(YOUR OBJECTIVE):
Exact reproduction of every record is required, and pictures are to be excluded.
== == ==
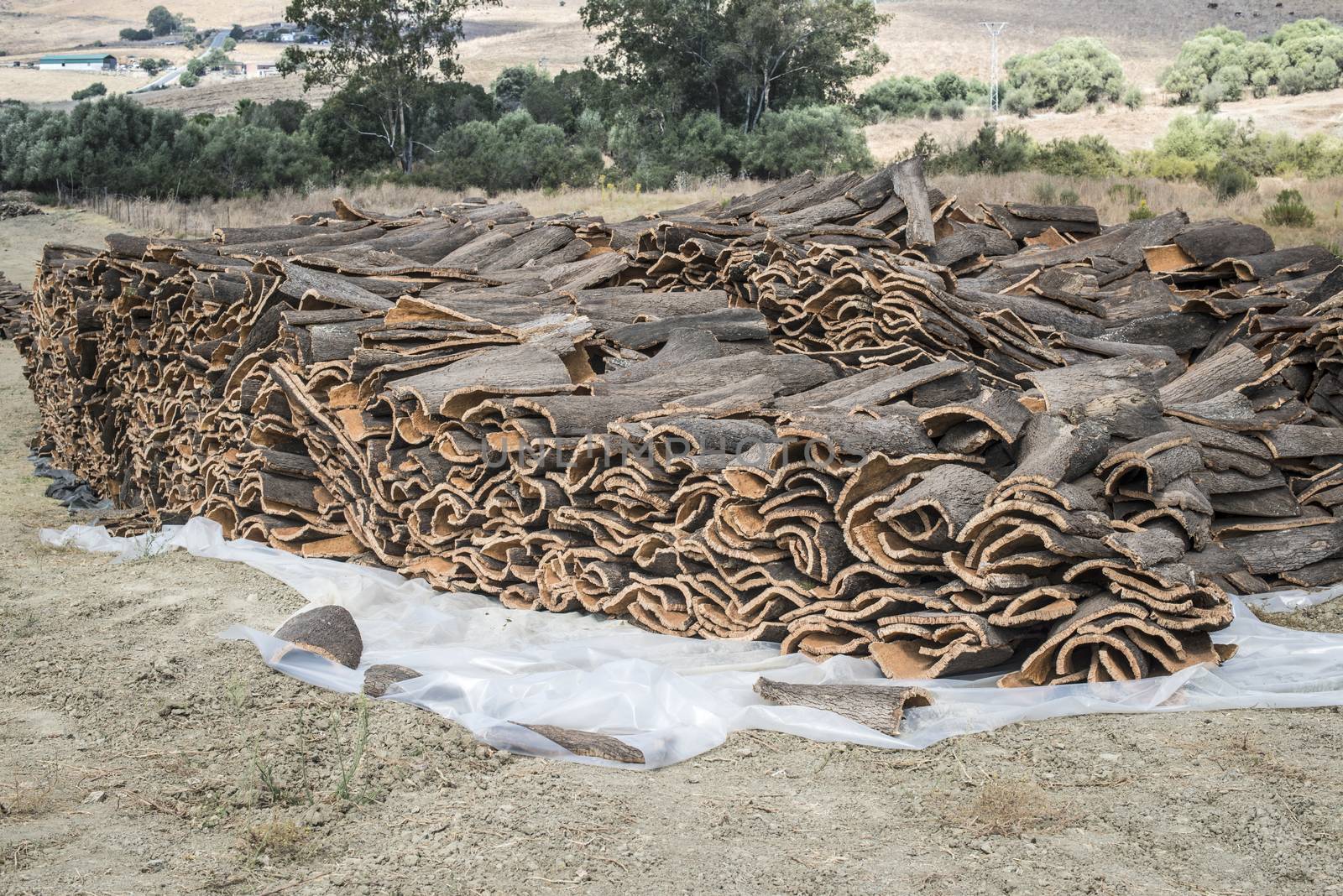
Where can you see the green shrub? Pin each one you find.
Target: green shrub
(1260, 82)
(953, 109)
(1090, 156)
(1293, 81)
(512, 154)
(96, 89)
(1325, 76)
(1289, 211)
(1020, 102)
(818, 138)
(1229, 180)
(1142, 212)
(1128, 192)
(510, 85)
(1072, 63)
(698, 145)
(1072, 101)
(989, 152)
(910, 96)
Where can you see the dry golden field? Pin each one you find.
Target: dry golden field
(923, 36)
(201, 217)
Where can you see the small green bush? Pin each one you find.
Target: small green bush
(698, 145)
(1142, 212)
(1210, 96)
(1229, 180)
(1130, 194)
(96, 89)
(1289, 211)
(1293, 81)
(1260, 82)
(1020, 102)
(910, 96)
(1072, 101)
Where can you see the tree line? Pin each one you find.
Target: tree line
(678, 90)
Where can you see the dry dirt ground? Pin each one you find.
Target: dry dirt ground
(141, 754)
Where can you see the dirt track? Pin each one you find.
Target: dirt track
(140, 754)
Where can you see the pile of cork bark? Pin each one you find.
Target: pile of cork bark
(13, 318)
(848, 414)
== == ==
(YOUR RESPONSE):
Where can you see the green shrub? Pin each one you find.
Target: green shrub
(1260, 82)
(953, 109)
(1090, 156)
(1293, 81)
(512, 154)
(96, 89)
(1325, 76)
(1289, 211)
(1020, 102)
(818, 138)
(1229, 180)
(1142, 212)
(1128, 192)
(510, 85)
(1072, 63)
(698, 145)
(1072, 101)
(989, 152)
(910, 96)
Where can you see the dry golden field? Pin each one you find.
Target: dry golden field
(923, 36)
(201, 217)
Where can you see the small green bush? Pin each one you find.
Target: small green bush
(698, 145)
(1142, 212)
(1210, 96)
(1229, 180)
(1130, 194)
(96, 89)
(1289, 211)
(1293, 81)
(1260, 82)
(1020, 102)
(910, 96)
(1072, 101)
Where can you see the tree line? Pin each one you find.
Target: tree line
(678, 90)
Where can you see the dry dirt ground? Pin each one you find.
Target: dry dirt ground
(141, 754)
Where can you see the dirt track? Pin each one you find.
Target: dirt track
(140, 754)
Where can you see the pile of cork bark? Pin each one you find.
Target: pile of cork bark
(13, 318)
(848, 414)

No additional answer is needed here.